> Условия задания
(A) Ответьте на вопросы по отрывку о взглядах Лихачева, обозначив ответы так же:
(i) На какой странице, согласно отрывку, снова встречается мысль о том, что русский народ составляет лишь часть человечества?
(ii) Какую гипотезу, по словам автора, экспериментально проверила страна?
(iii) В чем, согласно второй проблеме, будет состоять долг народа в неблагоприятных обстоятельствах?
(B) Выведите без изменений фрагмент отрывка о взглядах Лихачева от слов «И это, как хорошо» вплоть до слов «клеймятся как ограниченность.» включительно.
(C) Продолжите отрывок о взглядах Лихачева с того места, на котором он заканчивается.

> Предоставленный отрывок
И это, как хорошо знает всякий читатель книг Лихачева, не оговорка. Да буквально тут же (с. 29) снова читаем: “патриотическая мысль Иллариона отнюдь не отличается национальной ограниченностью. Илларион все время подчеркивает, что русский народ только часть человечества.” Оставляя на минуту в покое митр. Иллариона, заметим, что будучи блестящим стилистом, с тонким чувством русского языка, Лихачев, несомненно, выбирает не случайные слова, а передающие его мысль очень точно - как в смысловом отношении, так и в эмоциональном. Отчего бы Лихачеву не сказать, что “русский народ - часть человечества”? Но нет: он - “только часть человечества”. И, видимо, никакого внутреннего, сущностного содержания и ценности не заключает; оправданию подлежить только “придаточная”, а не имманентная ипостась его бытия. Всякие помышления о последней клеймятся как ограниченность.
Тут возникает две проблемы. Во-первых, если Лихачев считает свои воззрения относящимися ко всякому народу, а не только к русскому, то есть каждый народ сам по себе - ноль, то неясно, каким образом при сложении нулей получается нечно непустое. Что это за оплодотворяющая сущность, нисходящая на нули при их сложении и делающаяя из суммы нулей единицу? Где она находится? (Не подразумевается ли, случаем, под ней, неявным образом, что-либо столь прозаическое как романогерманский мир?) Наконец, производство таких несколько неарифметических операций в стране, которая экспериментально проверила, с известными результатами, гипотезу о том, что “единица - вздор, единица - ноль”, то есть личность - ноль, а всякая значимость порождается только во всеединстве (всемстве) - выглядит в глазах наблюдателя бесхозяйственной растратой дорого оплаченного опыта. Который, к слову сказать, свидетельствует о самостоятельной ценности и значимости не только личной индивидуальности, но также - как прямо, так и косвенно - национальной индивидуальность (как самой по себе, так и в виде составляющей личной индивидуальности).
Вторая проблема такова. Не может ли статься, что волею судеб (или Провидения) данному народу дадено нечто, имеющее вселенское значение, и что этот народ должен по возможности огласить миру, но, по меньшей мере, особенно при неблагоприятных обстоятельствах - сберечь. Если так, то в неблагоприятных обстоятельствах долг этого народа будет заключаться в ревинивом самозамыкании и ограждении своего сокровища, то есть его вселенскость будет, в такие времена, требовать именно отграниченности.

Записи разметки позиций
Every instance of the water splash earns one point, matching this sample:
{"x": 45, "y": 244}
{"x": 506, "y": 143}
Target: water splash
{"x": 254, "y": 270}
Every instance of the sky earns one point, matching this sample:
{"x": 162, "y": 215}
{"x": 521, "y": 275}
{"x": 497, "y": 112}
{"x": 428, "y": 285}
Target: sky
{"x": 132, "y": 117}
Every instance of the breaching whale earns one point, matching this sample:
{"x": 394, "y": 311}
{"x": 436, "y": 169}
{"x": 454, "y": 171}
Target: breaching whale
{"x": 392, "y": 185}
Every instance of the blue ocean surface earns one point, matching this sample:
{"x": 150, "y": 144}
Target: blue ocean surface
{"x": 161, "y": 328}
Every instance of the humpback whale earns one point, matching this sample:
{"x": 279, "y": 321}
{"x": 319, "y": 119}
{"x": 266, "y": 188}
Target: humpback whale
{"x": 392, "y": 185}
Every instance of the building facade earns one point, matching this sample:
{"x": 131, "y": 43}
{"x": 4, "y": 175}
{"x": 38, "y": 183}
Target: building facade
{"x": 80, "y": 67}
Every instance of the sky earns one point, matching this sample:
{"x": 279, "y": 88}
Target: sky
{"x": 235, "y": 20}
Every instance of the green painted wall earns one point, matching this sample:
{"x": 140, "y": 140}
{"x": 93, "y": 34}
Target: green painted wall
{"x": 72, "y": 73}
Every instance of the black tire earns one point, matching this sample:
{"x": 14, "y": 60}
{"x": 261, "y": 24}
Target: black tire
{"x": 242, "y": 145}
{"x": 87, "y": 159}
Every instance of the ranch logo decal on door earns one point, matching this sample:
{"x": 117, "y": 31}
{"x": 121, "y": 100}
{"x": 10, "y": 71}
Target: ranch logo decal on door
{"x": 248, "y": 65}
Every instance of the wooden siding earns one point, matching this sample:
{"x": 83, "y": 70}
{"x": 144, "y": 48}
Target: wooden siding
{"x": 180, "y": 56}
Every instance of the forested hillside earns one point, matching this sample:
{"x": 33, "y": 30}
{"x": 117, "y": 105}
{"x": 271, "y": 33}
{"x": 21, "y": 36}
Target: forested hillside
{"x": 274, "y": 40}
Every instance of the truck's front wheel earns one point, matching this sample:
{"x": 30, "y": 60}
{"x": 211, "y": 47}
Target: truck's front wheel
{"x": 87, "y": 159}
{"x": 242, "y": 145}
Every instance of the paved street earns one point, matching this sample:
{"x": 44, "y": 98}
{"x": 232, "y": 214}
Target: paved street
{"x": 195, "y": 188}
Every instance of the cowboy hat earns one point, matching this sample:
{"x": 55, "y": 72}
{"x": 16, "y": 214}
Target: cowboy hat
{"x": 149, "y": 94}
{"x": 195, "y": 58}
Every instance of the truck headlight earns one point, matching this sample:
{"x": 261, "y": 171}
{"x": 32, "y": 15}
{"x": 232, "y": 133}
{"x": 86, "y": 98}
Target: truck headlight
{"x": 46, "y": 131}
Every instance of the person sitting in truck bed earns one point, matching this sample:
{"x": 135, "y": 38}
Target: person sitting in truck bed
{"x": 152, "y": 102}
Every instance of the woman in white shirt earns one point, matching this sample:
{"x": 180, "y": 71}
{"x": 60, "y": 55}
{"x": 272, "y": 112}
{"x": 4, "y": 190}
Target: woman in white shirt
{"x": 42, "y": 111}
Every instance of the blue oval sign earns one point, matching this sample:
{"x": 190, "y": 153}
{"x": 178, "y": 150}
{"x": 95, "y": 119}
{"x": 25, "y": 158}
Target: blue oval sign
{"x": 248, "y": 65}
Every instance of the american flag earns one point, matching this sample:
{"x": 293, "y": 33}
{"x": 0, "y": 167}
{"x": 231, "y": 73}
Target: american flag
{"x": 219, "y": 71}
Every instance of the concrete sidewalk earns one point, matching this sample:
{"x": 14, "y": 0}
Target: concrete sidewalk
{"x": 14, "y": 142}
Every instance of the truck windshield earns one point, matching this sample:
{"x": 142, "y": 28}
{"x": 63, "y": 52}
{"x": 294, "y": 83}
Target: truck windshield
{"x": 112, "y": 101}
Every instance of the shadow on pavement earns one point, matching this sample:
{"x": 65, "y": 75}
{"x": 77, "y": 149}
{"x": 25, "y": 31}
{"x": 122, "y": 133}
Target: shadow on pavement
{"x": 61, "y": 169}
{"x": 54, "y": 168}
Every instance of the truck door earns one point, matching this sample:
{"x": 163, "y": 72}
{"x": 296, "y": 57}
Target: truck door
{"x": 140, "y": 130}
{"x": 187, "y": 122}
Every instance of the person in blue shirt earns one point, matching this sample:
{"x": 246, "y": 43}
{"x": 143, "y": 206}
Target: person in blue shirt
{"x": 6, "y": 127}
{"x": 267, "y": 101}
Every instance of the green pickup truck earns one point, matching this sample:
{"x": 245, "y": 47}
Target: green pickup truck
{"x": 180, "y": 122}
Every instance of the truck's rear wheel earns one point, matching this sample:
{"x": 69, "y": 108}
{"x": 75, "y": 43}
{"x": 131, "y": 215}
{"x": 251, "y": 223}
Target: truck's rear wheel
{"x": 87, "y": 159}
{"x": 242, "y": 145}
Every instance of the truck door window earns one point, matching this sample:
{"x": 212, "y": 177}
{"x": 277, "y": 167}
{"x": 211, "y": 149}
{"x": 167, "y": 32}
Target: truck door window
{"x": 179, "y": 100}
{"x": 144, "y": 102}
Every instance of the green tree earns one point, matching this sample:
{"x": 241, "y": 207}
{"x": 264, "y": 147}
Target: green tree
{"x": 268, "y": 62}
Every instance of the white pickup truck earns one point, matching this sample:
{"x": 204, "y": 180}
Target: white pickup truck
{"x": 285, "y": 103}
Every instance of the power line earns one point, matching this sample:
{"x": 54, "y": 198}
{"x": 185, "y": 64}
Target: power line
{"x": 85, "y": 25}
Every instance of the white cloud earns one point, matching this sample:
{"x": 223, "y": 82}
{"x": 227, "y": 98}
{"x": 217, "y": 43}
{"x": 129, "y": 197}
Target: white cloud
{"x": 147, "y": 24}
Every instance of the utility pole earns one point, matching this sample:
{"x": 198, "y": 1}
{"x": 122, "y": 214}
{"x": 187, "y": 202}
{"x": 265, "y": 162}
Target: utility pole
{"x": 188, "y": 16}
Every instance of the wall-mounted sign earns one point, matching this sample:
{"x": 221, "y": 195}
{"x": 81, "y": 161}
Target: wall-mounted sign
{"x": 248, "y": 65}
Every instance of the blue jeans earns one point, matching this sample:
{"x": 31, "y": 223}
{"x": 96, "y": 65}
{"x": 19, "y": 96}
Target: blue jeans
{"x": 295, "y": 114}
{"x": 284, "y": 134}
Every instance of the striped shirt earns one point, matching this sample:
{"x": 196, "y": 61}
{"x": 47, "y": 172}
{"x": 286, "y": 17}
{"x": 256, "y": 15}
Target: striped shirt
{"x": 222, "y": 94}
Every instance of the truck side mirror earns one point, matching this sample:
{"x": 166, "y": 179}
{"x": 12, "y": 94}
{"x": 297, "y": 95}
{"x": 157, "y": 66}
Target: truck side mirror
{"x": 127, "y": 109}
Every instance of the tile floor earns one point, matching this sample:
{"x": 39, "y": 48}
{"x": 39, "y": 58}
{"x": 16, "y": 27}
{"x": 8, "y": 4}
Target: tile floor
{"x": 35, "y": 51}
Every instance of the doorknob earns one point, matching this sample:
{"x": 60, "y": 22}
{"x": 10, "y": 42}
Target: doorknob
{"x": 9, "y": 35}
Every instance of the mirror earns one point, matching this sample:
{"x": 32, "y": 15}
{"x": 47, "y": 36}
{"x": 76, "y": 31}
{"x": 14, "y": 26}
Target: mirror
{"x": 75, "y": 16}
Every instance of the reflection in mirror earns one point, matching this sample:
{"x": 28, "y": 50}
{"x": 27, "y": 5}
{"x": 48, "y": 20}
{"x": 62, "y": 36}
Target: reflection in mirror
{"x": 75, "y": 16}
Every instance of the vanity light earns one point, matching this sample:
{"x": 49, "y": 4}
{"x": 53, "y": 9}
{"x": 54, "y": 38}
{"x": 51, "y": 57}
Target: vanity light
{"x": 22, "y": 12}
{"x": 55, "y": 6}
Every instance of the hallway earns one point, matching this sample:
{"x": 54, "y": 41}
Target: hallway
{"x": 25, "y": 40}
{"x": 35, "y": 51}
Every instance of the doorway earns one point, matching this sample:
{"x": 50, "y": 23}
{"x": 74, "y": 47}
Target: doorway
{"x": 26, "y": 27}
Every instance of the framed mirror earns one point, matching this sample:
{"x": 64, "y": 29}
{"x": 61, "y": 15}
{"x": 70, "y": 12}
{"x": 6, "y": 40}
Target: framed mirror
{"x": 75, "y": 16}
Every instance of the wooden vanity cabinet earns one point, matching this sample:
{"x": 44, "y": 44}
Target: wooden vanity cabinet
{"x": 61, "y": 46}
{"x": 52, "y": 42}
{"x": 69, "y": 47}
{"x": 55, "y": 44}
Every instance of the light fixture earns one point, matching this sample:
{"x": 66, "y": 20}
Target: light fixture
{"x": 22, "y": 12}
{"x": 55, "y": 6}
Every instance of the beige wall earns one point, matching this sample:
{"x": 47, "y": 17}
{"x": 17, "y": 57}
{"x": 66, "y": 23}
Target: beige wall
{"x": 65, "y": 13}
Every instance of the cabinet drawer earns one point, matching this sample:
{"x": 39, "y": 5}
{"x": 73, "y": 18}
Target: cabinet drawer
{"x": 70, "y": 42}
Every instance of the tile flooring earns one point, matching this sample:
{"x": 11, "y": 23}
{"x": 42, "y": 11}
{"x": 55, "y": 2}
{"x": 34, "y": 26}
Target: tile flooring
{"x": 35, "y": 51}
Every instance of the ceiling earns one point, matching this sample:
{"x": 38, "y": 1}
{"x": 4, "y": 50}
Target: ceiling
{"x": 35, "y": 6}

> Ответы к задачам
(A)
(i) На с. 29.
(ii) Гипотезу о том, что «единица - вздор, единица - ноль», то есть личность - ноль, а всякая значимость порождается только во всеединстве.
(iii) В самозамыкании и ограждении своего сокровища.

(B)
И это, как хорошо знает всякий читатель книг Лихачева, не оговорка. Да буквально тут же (с. 29) снова читаем: “патриотическая мысль Иллариона отнюдь не отличается национальной ограниченностью. Илларион все время подчеркивает, что русский народ только часть человечества.” Оставляя на минуту в покое митр. Иллариона, заметим, что будучи блестящим стилистом, с тонким чувством русского языка, Лихачев, несомненно, выбирает не случайные слова, а передающие его мысль очень точно - как в смысловом отношении, так и в эмоциональном. Отчего бы Лихачеву не сказать, что “русский народ - часть человечества”? Но нет: он - “только часть человечества”. И, видимо, никакого внутреннего, сущностного содержания и ценности не заключает; оправданию подлежить только “придаточная”, а не имманентная ипостась его бытия. Всякие помышления о последней клеймятся как ограниченность.

(C)
Тут же (с. 29) Лихачев сообщает: “Истинная цель “Слова” Иллариона вовсе не в догматико-богословском противопоставлении Ветхого и Нового заветов, как думали некоторые его исследователи”. Только руками всплеснешь: Скажите на милость! а мы то уж было думали! а мы то заблуждались! Но все же, полагаю, даже Илларион, хоть он и митрополит, был бы несколько ошарашен, если бы узнал в чем, по мнению некоторых потомков, состояла его “истинная цель”: “Илларион излагает учение о равноправности всех народов, свою теорию всемирной истории как постепенного и равного приобщения к культуре христианства”. Тут есть одна загвоздка: никакой особенной культуры у христианства нет (или почти нет): оно есть затравка, которая может быть вносима в разные народы и порождать при этом очень разные культуры. Но дело даже не в том, обратите внимание: человечество, по мнению Иллариона-Лихачева, должно приобщиться не Христу, не вере в Него, не спасению, не к Чаше: а к культуре. Здесь, на протяжении всего нескольких страниц, мы снова лоб в лоб встречаемся с мировоззрением Лихачева, гласящим, что ход истории - суть ход к гуманистическому общечеловечеству. Мировоззрением, которое он ничтоже сумняшеся, приписывает людям древней Руси.
Каковое (не очень приличествующее исследователю) приписывание он тут же употребляет и для объяснения истории сложения Руси: “Не всякому народу досталась на долю и такая способность подняться над узостью национализма в своем высоком патриотическом мышлении. Причинами тому были особые формы существования Русского государства.” (с. 26) Т.е. именно государства, исповедание тут оказывается не при чем. Если мы учтем, что автор грешит этим утверждением не только против таких тонких материй, как сближающая сила общего исповедания, но и против грубых, можно сказать административных фактов [*], то поймем какой полемический пыл кроется под плавным течением речи маститого автора.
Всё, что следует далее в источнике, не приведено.